## Work to do
Give every entry again, unchanged, and leave its images out.

## Supplied records
┄┄┄┄┄┄┄┄┄┄┄┄┄┄┄┄┄┄┄┄

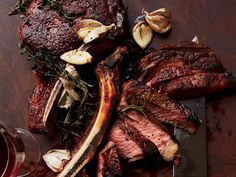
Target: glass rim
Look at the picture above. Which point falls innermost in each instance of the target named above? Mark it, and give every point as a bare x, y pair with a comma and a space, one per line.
2, 129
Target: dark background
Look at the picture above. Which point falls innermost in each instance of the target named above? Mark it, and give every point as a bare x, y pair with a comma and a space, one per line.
213, 21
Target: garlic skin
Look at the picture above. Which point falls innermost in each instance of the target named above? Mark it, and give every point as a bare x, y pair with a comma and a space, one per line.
77, 57
54, 159
142, 34
90, 30
159, 20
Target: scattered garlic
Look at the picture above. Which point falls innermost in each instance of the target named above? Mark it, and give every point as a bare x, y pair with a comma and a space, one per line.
159, 20
90, 30
142, 34
195, 39
77, 57
55, 157
69, 87
65, 101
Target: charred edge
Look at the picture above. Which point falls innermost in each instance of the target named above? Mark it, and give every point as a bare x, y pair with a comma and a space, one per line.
85, 154
231, 77
148, 147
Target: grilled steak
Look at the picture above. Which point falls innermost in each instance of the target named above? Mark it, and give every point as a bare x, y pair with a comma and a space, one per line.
126, 147
137, 137
108, 162
47, 28
155, 133
198, 84
159, 107
185, 70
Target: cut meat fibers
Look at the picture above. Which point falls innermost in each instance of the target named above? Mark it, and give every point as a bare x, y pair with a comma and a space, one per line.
159, 107
198, 85
108, 162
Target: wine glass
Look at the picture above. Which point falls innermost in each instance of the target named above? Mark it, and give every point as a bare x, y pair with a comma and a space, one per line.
19, 152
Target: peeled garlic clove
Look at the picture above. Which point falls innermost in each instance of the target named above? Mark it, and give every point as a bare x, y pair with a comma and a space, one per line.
142, 34
69, 87
65, 101
159, 20
72, 71
54, 159
77, 57
89, 23
83, 32
98, 32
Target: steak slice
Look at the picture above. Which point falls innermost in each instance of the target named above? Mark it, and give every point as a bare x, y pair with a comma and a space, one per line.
125, 146
108, 162
46, 28
198, 85
155, 133
158, 107
196, 55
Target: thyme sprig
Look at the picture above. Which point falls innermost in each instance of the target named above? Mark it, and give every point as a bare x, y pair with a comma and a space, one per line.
20, 7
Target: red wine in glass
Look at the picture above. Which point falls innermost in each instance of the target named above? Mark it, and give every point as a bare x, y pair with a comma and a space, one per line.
19, 152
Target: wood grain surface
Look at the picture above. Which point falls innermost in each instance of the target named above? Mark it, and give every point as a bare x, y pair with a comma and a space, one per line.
213, 21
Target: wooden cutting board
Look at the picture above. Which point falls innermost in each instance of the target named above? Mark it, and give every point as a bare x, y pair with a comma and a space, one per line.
213, 21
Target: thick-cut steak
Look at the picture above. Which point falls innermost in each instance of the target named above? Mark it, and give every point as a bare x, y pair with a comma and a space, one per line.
108, 162
159, 107
47, 28
185, 70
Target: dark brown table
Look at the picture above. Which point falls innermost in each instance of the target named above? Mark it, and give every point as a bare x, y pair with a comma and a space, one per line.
213, 21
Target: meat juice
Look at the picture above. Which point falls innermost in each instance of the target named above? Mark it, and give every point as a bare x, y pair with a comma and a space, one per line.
11, 153
3, 154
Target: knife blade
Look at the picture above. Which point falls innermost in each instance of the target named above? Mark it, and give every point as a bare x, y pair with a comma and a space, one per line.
193, 148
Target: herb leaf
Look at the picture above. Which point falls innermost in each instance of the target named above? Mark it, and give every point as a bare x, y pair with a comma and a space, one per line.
20, 7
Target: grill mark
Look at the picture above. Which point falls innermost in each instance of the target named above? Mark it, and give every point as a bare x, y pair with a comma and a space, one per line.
149, 148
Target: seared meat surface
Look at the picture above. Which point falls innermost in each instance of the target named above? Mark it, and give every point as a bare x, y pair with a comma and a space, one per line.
137, 137
47, 28
108, 162
159, 107
185, 70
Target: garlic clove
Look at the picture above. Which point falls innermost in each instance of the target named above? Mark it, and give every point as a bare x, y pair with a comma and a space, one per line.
89, 23
65, 101
55, 159
69, 87
142, 34
90, 30
77, 57
159, 20
83, 32
98, 32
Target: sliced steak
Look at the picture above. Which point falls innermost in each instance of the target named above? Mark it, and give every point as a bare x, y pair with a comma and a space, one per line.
196, 55
198, 85
159, 107
125, 146
155, 133
47, 28
108, 162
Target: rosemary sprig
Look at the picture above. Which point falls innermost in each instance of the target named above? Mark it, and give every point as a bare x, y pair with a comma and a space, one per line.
20, 7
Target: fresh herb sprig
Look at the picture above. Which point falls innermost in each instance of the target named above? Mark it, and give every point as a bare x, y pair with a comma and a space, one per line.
20, 7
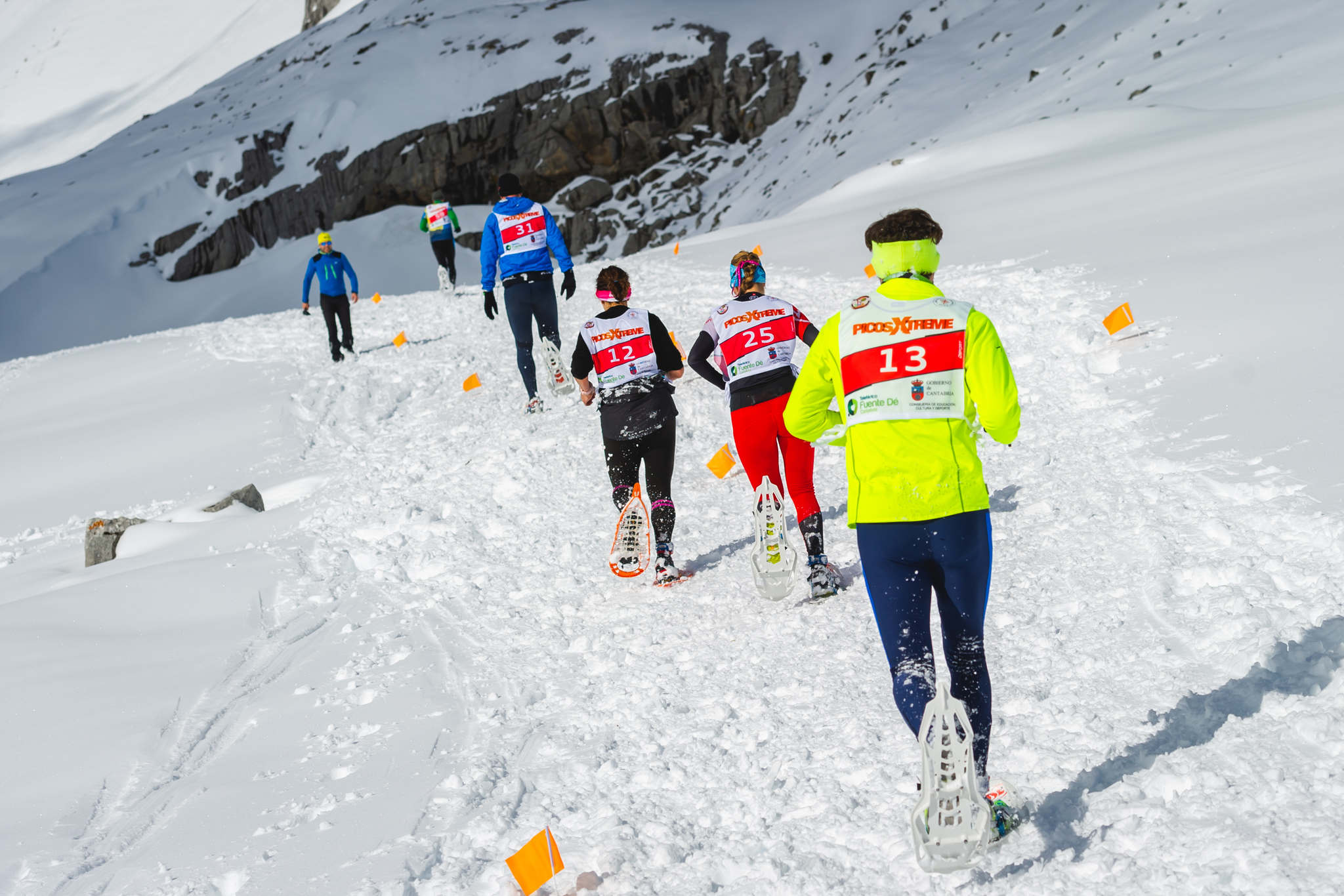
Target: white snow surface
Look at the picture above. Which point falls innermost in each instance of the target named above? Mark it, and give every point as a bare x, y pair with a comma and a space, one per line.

┄┄┄┄┄┄┄┄┄┄┄┄┄┄┄┄┄┄┄┄

## Exercise output
Target: glass rim
Look at the picture above. Which point falls innermost in each instance of the target named above? Mark it, and give every point as a bare x, y pair with a comma and a space, one per line.
2, 129
Target: dark background
Look at the picture above. Which point falls innermost in each instance of the target named above? Mark it, and give every point as a bare x, y pair with a comma and a space, one per line.
213, 21
Target: garlic skin
Look at the picture above. Which point falls innermost in each instance of the target named above? Mark it, and give every point as a bare x, y pair with a comma and a space, one per line.
77, 57
54, 159
142, 34
90, 30
159, 20
Target: scattered garlic
Look at the picture above. Which point falls innermost in each instance of the target named above? Mark it, and give every point as a bare x, y pair with a comma and a space, one per line.
159, 20
90, 30
142, 34
195, 39
77, 57
55, 157
69, 87
65, 101
Target: charred edge
Look at the picture above. Which point falls innermost in each instance of the target named above? Mark it, and give every point as a bare x, y pair with a comma and a space, one per line.
85, 154
231, 77
148, 147
Target: grilled steak
Look at the picture above. Which point falls innermost in each instance of the target named above? Mark it, and give every point as a bare x, y pair with a comma and a space, one per line.
126, 147
137, 137
108, 162
47, 28
155, 133
198, 84
159, 107
185, 70
Target: cut meat fibers
Look at the picture above. Which point falls innermost in each instance of the target named above? Mark it, and give every point as a bare x, y pair with a comma and a space, one per line.
159, 107
198, 85
108, 162
Target: wine glass
Look at the picture above. Which point falls innermost in each instance of the target named above? Mark it, and give every point as a bare x, y pair with a comma and a space, one per line.
19, 152
Target: peeled garlic clove
Look at the picture above. Which point falls innermost in each instance of the target named above? Mark it, and give every point as a bare x, y pair with a comma and a space, one per line.
142, 34
69, 87
65, 101
159, 20
72, 71
54, 159
77, 57
89, 23
83, 32
98, 32
Target: steak slice
Look at the picture above. Which point falls innermost in each instance of the target named above? Mark it, and give every point as a bare x, y pair with a comma and a space, one per line.
125, 146
108, 162
46, 28
198, 85
155, 133
158, 107
196, 55
Target: thyme sprig
Look at the picture above. Which point falls innermost in each instance of the target named above? Mark it, and give every point as a bare x, y pair with a comma and a space, one per line.
20, 7
Target: red wine in glass
Look at the picture above. Which point falls innermost in each instance of the target named above? Mark it, and give every point as a bare x, y pair with a comma and a space, one per line.
19, 152
Target: wood grain surface
Look at the picture above. Which point falls innermost in each instance of the target named above? Mark it, and give every point as a bare x, y pair with a comma and a space, one per line.
213, 21
Target: wooden cutting board
Look at the picture above. Which point falls innermost in each instance of the target named above? Mark it, and give every point as a bare x, y pair with a comma and a space, one per line.
213, 21
Target: thick-cut steak
Look at the picture above. Which point falls innermost in each instance of the target named above? Mark it, and give every point as a bare x, y pair with a comma and a space, one per line.
108, 162
159, 107
47, 28
185, 70
Target: dark brown table
Look at the picture above. Which point falls innermost in each instance of the target named above? Mark it, and give every point as a bare x, y pair with a comma and a space, one per line.
213, 21
Target: meat juice
Look at the picture above. Which point falls innermost in each instance of the target named above? Mark it, and give every point as a bare x, y pair with a comma and a space, one per line.
11, 153
3, 154
Target: knife blade
Look at the picture above. Which point falls innermost in each instance of the target named above? Mark it, and give every point as a bare x, y pair with a comma and a space, one per line.
193, 148
Target: herb leaf
Look at the picture above. Which point falls innermost in each instance of the target named above? Mark it, and give every point as a bare x, y pair with a comma and a space, one per line.
20, 7
Target: grill mark
Look at the picture above. Which point falls innermost in each instance of the target named above? Mark it, and give every point as a bare x, y pair with a comma and a space, one per line.
149, 148
Target: seared meat surface
Look at the picture above. Which point falls innermost in each instance of the target named above? Mark it, and give every point as a bare x, y pair with a comma and a space, one per line.
137, 137
47, 28
108, 162
159, 107
185, 70
Target: garlic clove
Look at the picture above. Which point falls innermost in each instance of the target named above? Mark it, and give every point as a bare x, y pair with a comma and a space, one per line.
89, 23
65, 101
55, 159
69, 87
142, 34
90, 30
77, 57
159, 20
83, 32
98, 32
Target: sliced steak
Look at the picture above. Which point falls innermost in each instance of the target named above? Mark it, and give every point as a bare x, y pair with a comma and a space, one per line.
196, 55
198, 85
159, 107
125, 146
155, 133
47, 28
108, 162
Target: rosemary sprig
Look at the picture above. Which point falls innermost in each instance of the target named above? Mark it, and give every point as a bare x, y pair with a comma and a space, one per line.
20, 7
Target: fresh herb sprig
Look at the picture above. Which point falls innermost in each instance of the target named above? Mark it, and give every point as a bare x, y pair with a comma and a space, one per line.
20, 7
Target: white snow surface
Look at the picture above. Which point falls innermost in each instance of the target named above? Mark it, and give every point as a bare x, y pair with a comma and a space, one per line.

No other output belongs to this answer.